§ **Your task**
Identify and copy each line in the items below that contains the string "pixels". Case must match exactly.

§ **Data for this exercise**
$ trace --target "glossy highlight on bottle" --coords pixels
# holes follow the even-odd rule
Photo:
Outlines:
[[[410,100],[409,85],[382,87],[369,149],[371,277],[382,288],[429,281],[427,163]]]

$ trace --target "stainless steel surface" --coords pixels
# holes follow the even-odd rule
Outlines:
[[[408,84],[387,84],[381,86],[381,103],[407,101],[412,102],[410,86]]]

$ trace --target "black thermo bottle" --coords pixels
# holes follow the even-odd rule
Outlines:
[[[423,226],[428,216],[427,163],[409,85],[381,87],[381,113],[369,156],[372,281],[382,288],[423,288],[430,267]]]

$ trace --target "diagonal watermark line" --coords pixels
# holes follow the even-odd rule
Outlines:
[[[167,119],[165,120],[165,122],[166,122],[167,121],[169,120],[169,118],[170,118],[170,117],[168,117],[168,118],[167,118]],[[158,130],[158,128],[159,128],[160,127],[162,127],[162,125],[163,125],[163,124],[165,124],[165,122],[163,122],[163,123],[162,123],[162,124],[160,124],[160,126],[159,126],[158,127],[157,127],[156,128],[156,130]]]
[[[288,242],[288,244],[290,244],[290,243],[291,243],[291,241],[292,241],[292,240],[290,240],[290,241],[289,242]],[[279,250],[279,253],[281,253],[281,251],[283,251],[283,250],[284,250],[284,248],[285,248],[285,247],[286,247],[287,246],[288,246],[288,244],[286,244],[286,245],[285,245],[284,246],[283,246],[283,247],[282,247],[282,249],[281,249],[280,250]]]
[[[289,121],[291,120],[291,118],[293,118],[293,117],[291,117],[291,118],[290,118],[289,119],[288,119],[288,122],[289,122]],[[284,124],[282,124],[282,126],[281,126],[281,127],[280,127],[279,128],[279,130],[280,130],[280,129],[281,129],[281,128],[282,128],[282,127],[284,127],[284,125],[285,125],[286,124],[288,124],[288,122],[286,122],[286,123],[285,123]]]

§ **Reply**
$ trace --target "glossy highlight on bottle" --coords pixels
$ trace --target "stainless steel surface" --coords pixels
$ trace --target "black thermo bottle" --coords pixels
$ trace --target "diagonal watermark line" --coords pixels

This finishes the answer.